## Soal Latihan
Tolong lanjutkan teks tentang aksi mahasiswa dan kerusuhan di Jakarta tahun 1998 mulai dari kalimat sesudah kalimat terakhirnya.

## Teks yang Diberikan
════════
Para mahasiswa merayakan pengunduran diri Presiden Indonesia Suharto di kompleks parlemen di Jakarta pada tahun 1998. (Foto: AFP/Kemal Jufri)
Di Universitas Indonesia hari
Kamis, di mana spanduk-spanduk yang menuntut perubahan politik digantungkan
dari gedung administrasi bergaya kolonial Belanda, para mahasiswa tidak
berminat untuk memperdebatkan perbedaan semantik dari pernyataan Suharto. “Dia
seharusnya sudah lengser berbulan-bulan yang lalu,” kata Meli, seorang
mahasiswa hubungan internasional berusia 23 tahun yang membagikan selebaran di
aksi kali itu. “Tapi lebih baik terlambat daripada tidak (mengundurkan diri)
sama sekali.”
Dalam pidatonya kepada 5.000
mahasiswa yang bersorak-sorai, Hariati Darmawan, Ketua Ikatan Alumni
Universitas Indonesia, memperingatkan para mahasiswa untuk tidak terseret ke
dalam kekacauan di luar kampus. “Pembakaran kota tidak dilakukan oleh
mahasiswa,” katanya. “Penjarahan dan kerusuhan itu sedang sedang dilakukan oleh
orang luar.”
Namun sementara para mahasiswa
Universitas Indonesia tetap berada di kampus, ribuan mahasiswa dari kampus
lainnya berbaris di seluruh Jakarta sambil membawa spanduk. Ketika satu
kerumunan mahasiswa mencoba berbaris ke Universitas Indonesia, mereka
dihentikan oleh polisi anti huru-hara, yang menembak berulang kali di udara
untuk memaksa mereka pergi. Kerumunan kemudian mengamuk dengan membakar mobil,
menghancurkan jendela, serta merobohkan rambu-rambu jalan dan pagar.
Ancaman yang bahkan lebih besar
datang dari gerombolan orang muda yang membanjiri lingkungan termiskin di
Jakarta, yang telah dihantam keras oleh tingkat pengangguran yang terus
meroket. Seperti dalam kerusuhan pekan sebelumnya di Medan, Sumatera Utara,
banyak aksi kekerasan ditujukan kepada etnis Tionghoa, yang jumlahnya kurang
dari 5 persen dari populasi bangsa tetapi mengendalikan sebagian besar
perekonomian Indonesia.
════════
Baris Dataset:
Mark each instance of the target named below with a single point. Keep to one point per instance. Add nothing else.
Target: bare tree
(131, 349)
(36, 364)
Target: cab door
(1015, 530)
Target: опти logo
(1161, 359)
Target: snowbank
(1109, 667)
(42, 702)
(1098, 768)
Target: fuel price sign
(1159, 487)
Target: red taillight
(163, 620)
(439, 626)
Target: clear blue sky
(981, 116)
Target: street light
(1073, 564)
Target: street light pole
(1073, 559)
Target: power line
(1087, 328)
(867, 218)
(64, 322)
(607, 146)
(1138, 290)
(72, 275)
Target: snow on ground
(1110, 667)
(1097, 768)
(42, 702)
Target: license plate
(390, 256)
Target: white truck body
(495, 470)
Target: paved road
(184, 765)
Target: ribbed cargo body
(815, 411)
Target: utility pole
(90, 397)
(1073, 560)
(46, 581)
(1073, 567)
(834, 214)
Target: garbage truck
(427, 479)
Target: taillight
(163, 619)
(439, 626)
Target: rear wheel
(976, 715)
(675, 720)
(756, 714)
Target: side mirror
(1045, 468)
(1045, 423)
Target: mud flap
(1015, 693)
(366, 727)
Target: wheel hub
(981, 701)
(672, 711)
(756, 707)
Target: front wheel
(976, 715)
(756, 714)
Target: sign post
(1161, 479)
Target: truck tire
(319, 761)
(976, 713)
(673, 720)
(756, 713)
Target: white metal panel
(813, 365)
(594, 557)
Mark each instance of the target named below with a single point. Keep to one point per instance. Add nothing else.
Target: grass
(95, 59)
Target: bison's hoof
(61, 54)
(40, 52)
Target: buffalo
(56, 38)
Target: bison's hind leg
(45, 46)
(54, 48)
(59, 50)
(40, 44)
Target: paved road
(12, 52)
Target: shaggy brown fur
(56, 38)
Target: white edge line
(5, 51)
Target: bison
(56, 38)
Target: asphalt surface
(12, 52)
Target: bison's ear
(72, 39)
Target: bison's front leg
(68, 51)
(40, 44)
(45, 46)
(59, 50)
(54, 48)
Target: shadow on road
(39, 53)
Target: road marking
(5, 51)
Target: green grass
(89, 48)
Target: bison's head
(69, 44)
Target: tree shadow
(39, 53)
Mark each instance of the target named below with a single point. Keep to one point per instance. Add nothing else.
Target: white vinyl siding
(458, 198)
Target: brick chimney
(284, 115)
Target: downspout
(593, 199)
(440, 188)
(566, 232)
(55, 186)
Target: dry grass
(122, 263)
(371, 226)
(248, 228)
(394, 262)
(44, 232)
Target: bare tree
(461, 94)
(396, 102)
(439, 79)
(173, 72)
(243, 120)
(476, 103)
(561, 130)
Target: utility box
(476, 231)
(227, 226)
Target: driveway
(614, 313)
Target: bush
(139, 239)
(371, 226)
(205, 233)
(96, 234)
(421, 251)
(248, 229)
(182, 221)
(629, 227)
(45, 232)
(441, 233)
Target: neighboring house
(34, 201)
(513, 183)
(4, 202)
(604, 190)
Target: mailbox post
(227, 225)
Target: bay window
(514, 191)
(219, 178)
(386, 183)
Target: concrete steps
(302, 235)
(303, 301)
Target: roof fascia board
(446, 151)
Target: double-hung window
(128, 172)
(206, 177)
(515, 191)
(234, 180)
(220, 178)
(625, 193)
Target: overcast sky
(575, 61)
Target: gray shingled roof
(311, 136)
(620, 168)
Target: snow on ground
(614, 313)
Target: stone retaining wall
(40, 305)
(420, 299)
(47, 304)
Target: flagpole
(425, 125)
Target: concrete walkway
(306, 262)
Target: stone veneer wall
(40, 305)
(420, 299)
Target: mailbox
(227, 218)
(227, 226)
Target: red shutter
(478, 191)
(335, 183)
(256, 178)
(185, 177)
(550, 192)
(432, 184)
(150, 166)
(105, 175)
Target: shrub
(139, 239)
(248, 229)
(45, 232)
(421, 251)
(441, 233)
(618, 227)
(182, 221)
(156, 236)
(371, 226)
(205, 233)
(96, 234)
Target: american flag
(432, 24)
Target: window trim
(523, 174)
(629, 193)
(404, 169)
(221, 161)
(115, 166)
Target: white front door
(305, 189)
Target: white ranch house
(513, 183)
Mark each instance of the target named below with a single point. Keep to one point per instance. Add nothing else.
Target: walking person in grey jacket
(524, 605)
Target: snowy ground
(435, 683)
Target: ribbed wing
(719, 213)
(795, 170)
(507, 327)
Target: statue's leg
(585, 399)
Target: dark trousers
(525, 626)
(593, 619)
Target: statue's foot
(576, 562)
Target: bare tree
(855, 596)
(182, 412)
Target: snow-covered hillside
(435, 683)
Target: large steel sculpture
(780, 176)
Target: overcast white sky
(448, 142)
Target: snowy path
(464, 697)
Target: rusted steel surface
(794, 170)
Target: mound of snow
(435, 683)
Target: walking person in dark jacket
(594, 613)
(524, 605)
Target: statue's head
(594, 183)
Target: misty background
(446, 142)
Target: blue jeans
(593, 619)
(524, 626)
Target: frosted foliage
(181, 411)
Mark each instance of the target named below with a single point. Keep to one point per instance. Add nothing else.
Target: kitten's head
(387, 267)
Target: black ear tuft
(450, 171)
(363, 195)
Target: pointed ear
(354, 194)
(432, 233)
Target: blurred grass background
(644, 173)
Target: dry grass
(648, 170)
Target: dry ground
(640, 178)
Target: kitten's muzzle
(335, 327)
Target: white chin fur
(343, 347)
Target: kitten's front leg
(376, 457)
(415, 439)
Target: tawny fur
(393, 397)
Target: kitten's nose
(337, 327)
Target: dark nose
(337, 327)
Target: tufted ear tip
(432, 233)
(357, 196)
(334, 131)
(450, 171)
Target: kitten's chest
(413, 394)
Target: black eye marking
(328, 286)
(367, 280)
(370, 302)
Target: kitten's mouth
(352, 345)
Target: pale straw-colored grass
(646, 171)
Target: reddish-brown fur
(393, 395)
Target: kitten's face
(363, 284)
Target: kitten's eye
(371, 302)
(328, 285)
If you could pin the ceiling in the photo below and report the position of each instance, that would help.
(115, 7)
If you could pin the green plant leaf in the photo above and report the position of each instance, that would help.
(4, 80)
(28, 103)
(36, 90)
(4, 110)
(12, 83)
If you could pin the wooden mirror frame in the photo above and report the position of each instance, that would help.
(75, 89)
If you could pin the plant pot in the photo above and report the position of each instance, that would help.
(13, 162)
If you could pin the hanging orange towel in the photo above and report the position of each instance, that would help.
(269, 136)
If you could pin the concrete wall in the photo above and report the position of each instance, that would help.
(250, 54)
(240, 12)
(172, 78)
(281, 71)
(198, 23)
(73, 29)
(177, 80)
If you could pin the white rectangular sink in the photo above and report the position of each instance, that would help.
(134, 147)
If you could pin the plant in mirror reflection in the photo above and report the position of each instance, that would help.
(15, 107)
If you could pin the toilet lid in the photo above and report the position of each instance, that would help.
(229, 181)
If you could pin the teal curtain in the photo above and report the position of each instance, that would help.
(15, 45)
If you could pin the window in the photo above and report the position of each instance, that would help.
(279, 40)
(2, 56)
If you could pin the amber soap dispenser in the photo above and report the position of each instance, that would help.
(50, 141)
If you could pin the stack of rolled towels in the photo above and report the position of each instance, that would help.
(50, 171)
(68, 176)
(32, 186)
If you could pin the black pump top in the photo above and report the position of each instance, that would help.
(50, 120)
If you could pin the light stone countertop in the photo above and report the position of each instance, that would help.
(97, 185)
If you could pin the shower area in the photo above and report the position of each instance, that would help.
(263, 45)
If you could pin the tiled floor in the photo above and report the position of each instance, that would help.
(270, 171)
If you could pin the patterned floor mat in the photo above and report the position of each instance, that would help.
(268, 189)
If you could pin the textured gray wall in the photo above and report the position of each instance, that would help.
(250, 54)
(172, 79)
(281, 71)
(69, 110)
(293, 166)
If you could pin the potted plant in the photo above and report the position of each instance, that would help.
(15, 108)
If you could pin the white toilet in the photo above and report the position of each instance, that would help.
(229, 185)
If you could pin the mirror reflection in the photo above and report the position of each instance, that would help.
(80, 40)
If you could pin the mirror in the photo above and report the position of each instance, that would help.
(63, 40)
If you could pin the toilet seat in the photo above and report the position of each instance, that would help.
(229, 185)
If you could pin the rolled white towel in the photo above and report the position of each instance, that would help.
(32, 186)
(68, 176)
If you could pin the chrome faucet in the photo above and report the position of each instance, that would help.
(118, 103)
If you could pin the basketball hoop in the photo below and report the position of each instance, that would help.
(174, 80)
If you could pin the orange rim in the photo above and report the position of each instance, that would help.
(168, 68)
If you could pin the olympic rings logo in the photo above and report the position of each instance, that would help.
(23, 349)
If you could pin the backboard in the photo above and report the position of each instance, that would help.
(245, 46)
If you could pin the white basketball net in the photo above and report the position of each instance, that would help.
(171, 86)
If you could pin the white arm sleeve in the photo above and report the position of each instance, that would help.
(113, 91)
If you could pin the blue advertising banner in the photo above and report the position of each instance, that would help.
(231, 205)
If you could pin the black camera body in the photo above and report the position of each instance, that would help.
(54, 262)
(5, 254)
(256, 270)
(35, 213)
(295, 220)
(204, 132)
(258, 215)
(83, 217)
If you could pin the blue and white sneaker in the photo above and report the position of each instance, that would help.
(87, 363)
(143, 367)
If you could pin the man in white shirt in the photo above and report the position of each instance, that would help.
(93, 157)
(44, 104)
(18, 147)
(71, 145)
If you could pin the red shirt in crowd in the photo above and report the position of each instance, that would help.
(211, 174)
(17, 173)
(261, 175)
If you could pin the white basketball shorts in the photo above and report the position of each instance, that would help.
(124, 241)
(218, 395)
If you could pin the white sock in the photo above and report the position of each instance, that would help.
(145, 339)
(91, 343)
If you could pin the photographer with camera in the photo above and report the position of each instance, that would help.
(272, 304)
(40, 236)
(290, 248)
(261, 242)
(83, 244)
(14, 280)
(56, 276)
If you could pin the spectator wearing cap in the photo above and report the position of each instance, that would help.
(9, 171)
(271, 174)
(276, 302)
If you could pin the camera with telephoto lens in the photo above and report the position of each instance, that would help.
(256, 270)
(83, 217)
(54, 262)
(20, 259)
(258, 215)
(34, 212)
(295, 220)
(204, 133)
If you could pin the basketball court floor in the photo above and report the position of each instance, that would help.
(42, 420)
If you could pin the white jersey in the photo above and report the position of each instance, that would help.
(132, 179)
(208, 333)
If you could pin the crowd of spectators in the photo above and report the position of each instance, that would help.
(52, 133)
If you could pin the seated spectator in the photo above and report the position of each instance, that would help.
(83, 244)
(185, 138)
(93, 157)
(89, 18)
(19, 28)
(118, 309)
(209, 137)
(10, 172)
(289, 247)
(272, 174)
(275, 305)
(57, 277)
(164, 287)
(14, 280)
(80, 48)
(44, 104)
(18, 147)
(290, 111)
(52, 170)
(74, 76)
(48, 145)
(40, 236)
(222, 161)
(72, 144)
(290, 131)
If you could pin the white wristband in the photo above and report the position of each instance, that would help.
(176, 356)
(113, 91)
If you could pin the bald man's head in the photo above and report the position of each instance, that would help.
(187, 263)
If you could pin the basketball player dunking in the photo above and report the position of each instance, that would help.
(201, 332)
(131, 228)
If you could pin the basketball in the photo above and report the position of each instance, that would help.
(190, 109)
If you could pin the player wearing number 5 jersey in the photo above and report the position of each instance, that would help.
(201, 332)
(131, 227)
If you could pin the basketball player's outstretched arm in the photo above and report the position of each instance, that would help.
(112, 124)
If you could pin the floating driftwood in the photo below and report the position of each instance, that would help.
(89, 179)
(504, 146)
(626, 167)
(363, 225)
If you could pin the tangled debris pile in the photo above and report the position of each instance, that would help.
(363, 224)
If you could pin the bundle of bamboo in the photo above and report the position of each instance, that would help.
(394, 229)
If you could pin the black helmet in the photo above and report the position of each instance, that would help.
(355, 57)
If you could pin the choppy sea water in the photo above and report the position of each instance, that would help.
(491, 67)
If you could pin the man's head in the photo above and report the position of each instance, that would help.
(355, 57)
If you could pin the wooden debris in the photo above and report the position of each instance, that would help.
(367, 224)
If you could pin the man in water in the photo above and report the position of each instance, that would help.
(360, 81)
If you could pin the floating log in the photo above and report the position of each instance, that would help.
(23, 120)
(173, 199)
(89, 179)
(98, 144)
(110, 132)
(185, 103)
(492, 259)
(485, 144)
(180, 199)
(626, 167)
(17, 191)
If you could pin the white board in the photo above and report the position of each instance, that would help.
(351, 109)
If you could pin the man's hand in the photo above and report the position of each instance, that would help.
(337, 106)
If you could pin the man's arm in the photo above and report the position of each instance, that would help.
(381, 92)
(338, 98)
════════
## Jawaban Soal Ini
Bank-bank dan toko-toko milik
orang Tionghoa hancur, mengirimkan awan asap di atas distrik etnis Tionghoa di
Jakarta Utara. Laporan Reuters mengatakan bahwa enam warga Tionghoa dibakar
hingga tewas di sebuah bar hari Kamis. Peristiwa itu menyusul kematian 12 orang
Tionghoa yang terperangkap di sebuah gedung yang terbakar selama kerusuhan hari
Rabu pagi, 13 Mei 1998.
The Associated Press melaporkan
bahwa puluhan penjarah tewas ketika mereka terjebak di sebuah pusat
perbelanjaan di Jakarta Timur yang telah dibakar oleh para perusuh.
Kekerasan memengaruhi warga
Tonghoa kaya maupun miskin. Menurut laporan, perusuh menghancurkan rumah Liem
Sioe Liong di Jakarta, seorang miliarder Tionghoa dan salah satu teman terdekat
Suharto. Para diplomat mengatakan bahwa para anggota etnis Tionghoa menelepon
Kedutaan Besar Amerika Serikat dengan panik hari itu untuk memohon bantuan.
Mereka memadati jalan tol ke
bandara, berharap dapat mengejar penerbangan ke Singapura atau Hong Kong. Para
perusuh menjarah toko-toko milik warga Tionghoa tepat di belakang kompleks
kedutaan di Jakarta Pusat.
Dari atap hotel bertingkat tinggi
di Jakarta Pusat, kota berpenduduk 10 juta jiwa ini saat itu tampak seperti
bentangan luas neraka. Kolom asap besar membumbung ke segala arah, dengan
kebakaran baru meletus setiap beberapa menit. Helikopter polisi berputar-putar,
sementara di jalanan ambulans berjalan melalui kerumunan orang yang berteriak
dan bertepuk tangan di setiap persimpangan. Di puncak semua hiruk-pikuk itu,
suara azan bergema dari pengeras suara masjid-masjid di seluruh ibu kota.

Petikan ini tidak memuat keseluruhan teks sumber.